Salmon To Smile About
Summer is running by faster than a sockeye in July!
My favorite month in Alaska has come to a quick end as August ushers in autumn-feeling weather. July is a month where the midnight sun shines and allows us to get started early and continue to work late into the evening. With August will come darkness creeping back into the nights. We can already feel the occasional cool breeze which rustles the leaves and reminds us not to slow down.
The garden sure takes advantage of the midnight sun! We stepped up our gardening this year, as we learned more about growing and preparing our produce to sell. We grew over a thousand carrots, about 600 lettuce plants, 50 pepper plants, and several hundred beets and onions. One of the goals for this summer was to sell some of these delicious vegetables at the local farmers market, but we just haven’t had the time to fit that in yet so we have been eating as much as we can and giving the rest to our friends, neighbors, and animals. We are so grateful for this amazing bounty and we know that in only a few months, when we’re deep in the midst of an Alaskan winter, we’ll be dreaming of having all this garden-fresh goodness again!

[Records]
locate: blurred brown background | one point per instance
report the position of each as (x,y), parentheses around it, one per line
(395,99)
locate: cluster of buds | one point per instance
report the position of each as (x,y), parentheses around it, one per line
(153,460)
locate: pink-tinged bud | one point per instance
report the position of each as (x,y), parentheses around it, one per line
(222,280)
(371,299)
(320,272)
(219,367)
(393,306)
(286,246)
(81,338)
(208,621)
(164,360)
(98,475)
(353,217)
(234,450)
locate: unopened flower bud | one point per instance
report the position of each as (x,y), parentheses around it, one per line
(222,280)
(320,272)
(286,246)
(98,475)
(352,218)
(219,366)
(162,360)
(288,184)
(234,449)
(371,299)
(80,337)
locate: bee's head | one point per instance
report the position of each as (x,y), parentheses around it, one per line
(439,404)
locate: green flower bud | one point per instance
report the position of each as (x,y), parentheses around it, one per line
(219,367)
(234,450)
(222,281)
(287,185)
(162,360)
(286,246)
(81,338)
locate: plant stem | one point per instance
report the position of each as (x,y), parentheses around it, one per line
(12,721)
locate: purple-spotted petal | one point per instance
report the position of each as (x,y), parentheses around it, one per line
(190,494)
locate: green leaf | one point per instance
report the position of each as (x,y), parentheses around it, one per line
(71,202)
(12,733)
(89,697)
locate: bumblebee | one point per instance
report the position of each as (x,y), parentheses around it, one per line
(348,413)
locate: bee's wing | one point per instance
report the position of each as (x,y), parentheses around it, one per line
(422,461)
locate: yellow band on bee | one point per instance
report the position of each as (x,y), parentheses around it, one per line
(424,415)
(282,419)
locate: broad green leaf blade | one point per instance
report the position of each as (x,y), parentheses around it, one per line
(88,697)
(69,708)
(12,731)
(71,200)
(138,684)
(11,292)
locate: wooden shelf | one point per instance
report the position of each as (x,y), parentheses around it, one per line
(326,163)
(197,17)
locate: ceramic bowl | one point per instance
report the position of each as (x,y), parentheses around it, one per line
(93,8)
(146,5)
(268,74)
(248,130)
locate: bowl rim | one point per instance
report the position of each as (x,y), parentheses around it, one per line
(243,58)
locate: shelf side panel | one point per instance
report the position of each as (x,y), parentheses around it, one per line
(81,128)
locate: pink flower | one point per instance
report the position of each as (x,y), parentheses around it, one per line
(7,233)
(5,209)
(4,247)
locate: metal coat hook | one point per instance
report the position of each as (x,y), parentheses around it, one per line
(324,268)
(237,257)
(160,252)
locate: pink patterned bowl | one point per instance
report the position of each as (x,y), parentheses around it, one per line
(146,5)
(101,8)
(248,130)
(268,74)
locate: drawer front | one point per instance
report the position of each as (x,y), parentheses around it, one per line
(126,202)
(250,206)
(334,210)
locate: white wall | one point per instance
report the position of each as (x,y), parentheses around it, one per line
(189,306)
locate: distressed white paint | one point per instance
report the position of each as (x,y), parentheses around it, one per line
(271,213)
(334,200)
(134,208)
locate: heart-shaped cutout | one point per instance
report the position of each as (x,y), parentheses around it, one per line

- Given exercise 1:
Copy the Alaska summer post word for word, starting at "The garden sure" and continuing up to and including "garden-fresh goodness again!".
- Given exercise 2:
In the Alaska summer post, where did the writer hope to sell some of the vegetables this summer?

- Written reply 1:
The garden sure takes advantage of the midnight sun! We stepped up our gardening this year, as we learned more about growing and preparing our produce to sell. We grew over a thousand carrots, about 600 lettuce plants, 50 pepper plants, and several hundred beets and onions. One of the goals for this summer was to sell some of these delicious vegetables at the local farmers market, but we just haven’t had the time to fit that in yet so we have been eating as much as we can and giving the rest to our friends, neighbors, and animals. We are so grateful for this amazing bounty and we know that in only a few months, when we’re deep in the midst of an Alaskan winter, we’ll be dreaming of having all this garden-fresh goodness again!

- Written reply 2:
At the local farmers market.